> _Short exercise_: Please list every line of the material below that contains the word "windshield", copying each line in full.

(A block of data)
========================

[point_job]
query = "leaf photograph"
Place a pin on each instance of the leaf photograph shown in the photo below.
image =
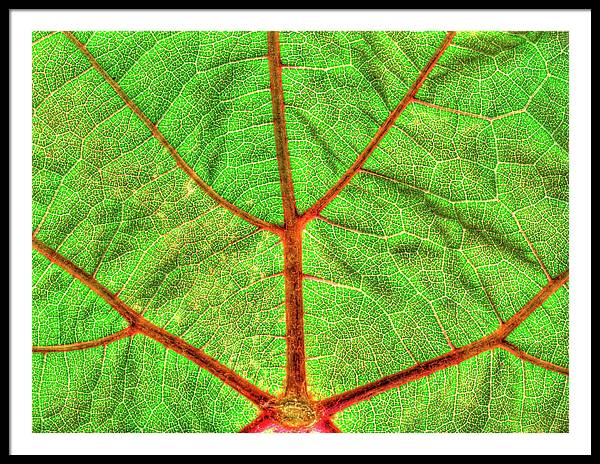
(320, 231)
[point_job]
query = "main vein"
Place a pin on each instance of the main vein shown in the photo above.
(333, 192)
(138, 324)
(165, 143)
(496, 339)
(292, 237)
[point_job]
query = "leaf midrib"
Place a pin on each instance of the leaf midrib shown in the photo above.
(291, 236)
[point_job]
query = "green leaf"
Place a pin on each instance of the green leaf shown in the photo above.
(325, 231)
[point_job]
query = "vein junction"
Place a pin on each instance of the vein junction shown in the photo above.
(296, 410)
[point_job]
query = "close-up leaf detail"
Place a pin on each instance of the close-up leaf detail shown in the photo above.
(300, 231)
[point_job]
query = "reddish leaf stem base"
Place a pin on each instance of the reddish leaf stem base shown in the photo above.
(295, 411)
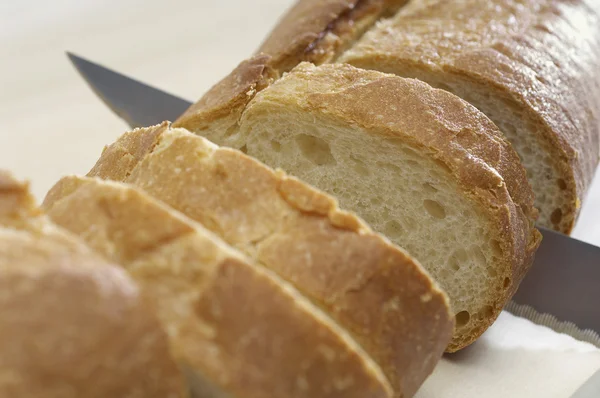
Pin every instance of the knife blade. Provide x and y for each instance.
(563, 281)
(137, 103)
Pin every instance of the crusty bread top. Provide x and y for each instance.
(73, 326)
(541, 55)
(17, 206)
(301, 234)
(312, 30)
(227, 318)
(317, 30)
(225, 101)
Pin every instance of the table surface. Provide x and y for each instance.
(52, 125)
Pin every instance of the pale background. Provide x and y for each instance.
(51, 125)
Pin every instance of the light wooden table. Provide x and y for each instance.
(51, 125)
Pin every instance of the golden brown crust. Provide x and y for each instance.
(539, 56)
(73, 326)
(225, 102)
(459, 137)
(370, 287)
(238, 326)
(312, 30)
(17, 206)
(318, 30)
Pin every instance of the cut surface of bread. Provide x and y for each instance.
(373, 289)
(239, 330)
(531, 66)
(71, 324)
(419, 165)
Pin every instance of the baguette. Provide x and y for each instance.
(238, 329)
(371, 288)
(319, 30)
(420, 165)
(71, 325)
(531, 66)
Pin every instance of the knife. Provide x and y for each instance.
(562, 289)
(590, 389)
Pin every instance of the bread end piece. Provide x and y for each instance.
(237, 328)
(370, 287)
(73, 325)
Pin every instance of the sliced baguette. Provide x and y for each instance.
(239, 330)
(420, 165)
(371, 288)
(72, 325)
(531, 66)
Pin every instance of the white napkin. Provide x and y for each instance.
(515, 358)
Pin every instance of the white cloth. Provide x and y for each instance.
(51, 125)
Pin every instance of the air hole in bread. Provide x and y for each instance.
(276, 146)
(429, 188)
(434, 209)
(443, 86)
(315, 149)
(393, 229)
(462, 319)
(556, 216)
(478, 256)
(457, 258)
(360, 167)
(509, 128)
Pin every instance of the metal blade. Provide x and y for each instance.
(137, 103)
(564, 280)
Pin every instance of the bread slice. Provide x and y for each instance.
(373, 289)
(71, 324)
(420, 165)
(531, 66)
(312, 30)
(319, 30)
(239, 330)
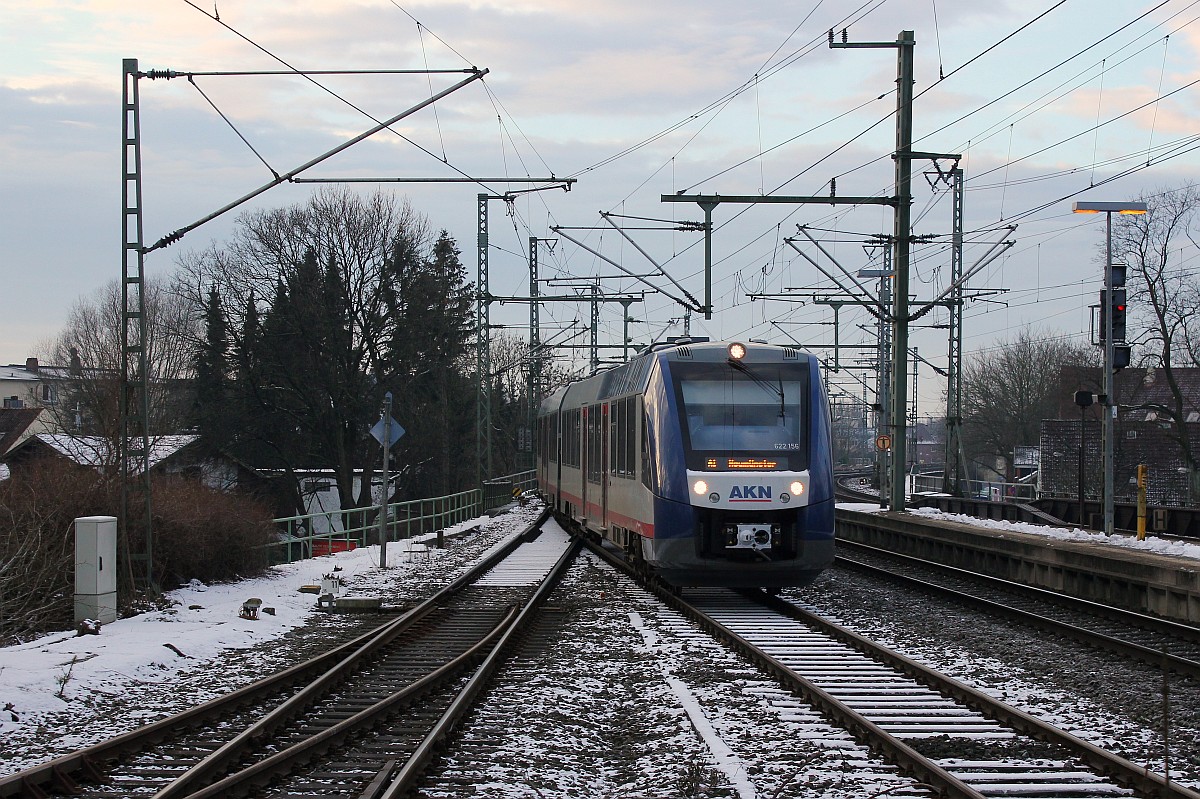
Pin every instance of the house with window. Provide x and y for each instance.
(28, 385)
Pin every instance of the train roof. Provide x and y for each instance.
(633, 376)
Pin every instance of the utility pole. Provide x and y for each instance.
(905, 43)
(952, 474)
(133, 439)
(387, 480)
(483, 348)
(534, 388)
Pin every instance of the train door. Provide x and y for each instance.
(605, 433)
(585, 460)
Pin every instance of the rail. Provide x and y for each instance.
(336, 530)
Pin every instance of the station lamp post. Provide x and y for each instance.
(1110, 407)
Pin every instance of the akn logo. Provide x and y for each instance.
(750, 493)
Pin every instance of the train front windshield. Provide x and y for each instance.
(744, 416)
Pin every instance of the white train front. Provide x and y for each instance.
(708, 462)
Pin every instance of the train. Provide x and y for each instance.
(708, 463)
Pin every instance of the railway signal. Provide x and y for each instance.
(1116, 308)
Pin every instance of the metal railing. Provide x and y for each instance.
(317, 534)
(991, 490)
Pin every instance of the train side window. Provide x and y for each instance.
(615, 437)
(571, 439)
(647, 455)
(595, 443)
(552, 436)
(630, 440)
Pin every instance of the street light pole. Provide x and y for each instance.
(1110, 404)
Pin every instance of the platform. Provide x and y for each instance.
(1149, 582)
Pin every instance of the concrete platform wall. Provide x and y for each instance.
(1138, 581)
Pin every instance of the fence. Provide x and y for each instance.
(347, 529)
(991, 490)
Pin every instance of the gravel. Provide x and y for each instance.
(1103, 698)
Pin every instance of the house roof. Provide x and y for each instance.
(13, 424)
(1135, 388)
(15, 372)
(95, 451)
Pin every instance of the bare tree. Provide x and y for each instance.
(89, 348)
(330, 304)
(1167, 293)
(1008, 390)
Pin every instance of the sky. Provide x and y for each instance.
(1047, 101)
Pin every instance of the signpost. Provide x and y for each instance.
(387, 431)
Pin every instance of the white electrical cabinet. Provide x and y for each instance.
(96, 569)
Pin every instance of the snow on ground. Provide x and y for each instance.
(1156, 545)
(42, 677)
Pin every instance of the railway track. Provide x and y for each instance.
(319, 728)
(1150, 640)
(935, 728)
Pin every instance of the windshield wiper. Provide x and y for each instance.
(762, 384)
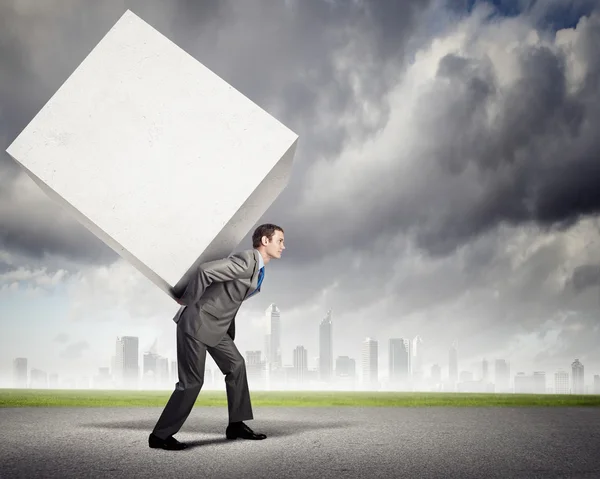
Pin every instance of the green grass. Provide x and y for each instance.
(111, 398)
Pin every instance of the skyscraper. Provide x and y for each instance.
(370, 366)
(274, 331)
(20, 373)
(561, 382)
(300, 363)
(502, 376)
(126, 361)
(577, 372)
(453, 363)
(326, 348)
(399, 361)
(416, 359)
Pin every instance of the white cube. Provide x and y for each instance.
(155, 154)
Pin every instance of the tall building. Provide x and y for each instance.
(416, 357)
(485, 375)
(561, 382)
(370, 366)
(502, 376)
(539, 382)
(326, 348)
(126, 361)
(453, 363)
(274, 330)
(399, 361)
(436, 374)
(254, 366)
(300, 363)
(38, 379)
(577, 372)
(345, 367)
(20, 373)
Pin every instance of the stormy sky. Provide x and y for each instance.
(445, 181)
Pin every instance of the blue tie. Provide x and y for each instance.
(261, 275)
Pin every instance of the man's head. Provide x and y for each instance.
(269, 240)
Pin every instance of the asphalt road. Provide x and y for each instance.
(306, 443)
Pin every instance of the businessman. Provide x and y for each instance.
(206, 322)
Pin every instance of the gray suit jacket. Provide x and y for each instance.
(215, 293)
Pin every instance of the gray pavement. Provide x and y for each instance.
(306, 443)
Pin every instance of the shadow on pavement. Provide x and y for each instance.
(270, 427)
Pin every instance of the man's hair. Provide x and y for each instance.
(267, 230)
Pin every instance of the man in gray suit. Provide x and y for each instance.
(206, 322)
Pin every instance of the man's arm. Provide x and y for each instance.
(226, 269)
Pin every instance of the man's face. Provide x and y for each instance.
(276, 245)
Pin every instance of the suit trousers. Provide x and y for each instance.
(191, 359)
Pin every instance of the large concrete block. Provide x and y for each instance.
(155, 154)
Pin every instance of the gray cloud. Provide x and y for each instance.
(282, 57)
(61, 338)
(74, 350)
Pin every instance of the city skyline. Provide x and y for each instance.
(444, 183)
(405, 371)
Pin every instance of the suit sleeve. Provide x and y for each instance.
(233, 267)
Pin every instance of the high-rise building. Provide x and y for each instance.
(502, 376)
(539, 382)
(453, 363)
(577, 372)
(345, 367)
(561, 382)
(416, 357)
(370, 366)
(326, 348)
(254, 366)
(399, 361)
(126, 361)
(300, 363)
(436, 374)
(20, 373)
(38, 380)
(274, 330)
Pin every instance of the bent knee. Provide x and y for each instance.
(190, 384)
(237, 366)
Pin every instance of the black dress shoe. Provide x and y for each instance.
(170, 443)
(235, 430)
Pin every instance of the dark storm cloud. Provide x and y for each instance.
(535, 161)
(281, 56)
(586, 276)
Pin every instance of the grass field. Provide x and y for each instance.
(112, 398)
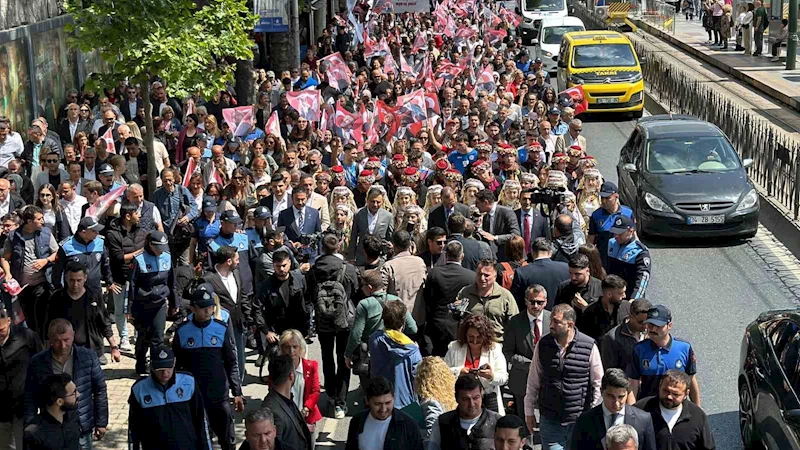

========================

> _Written reply_:
Pin every instance of the train front windshield. Provide x and y for each instance.
Pin every instance of the windshield wiper. Provide x and y for each instance.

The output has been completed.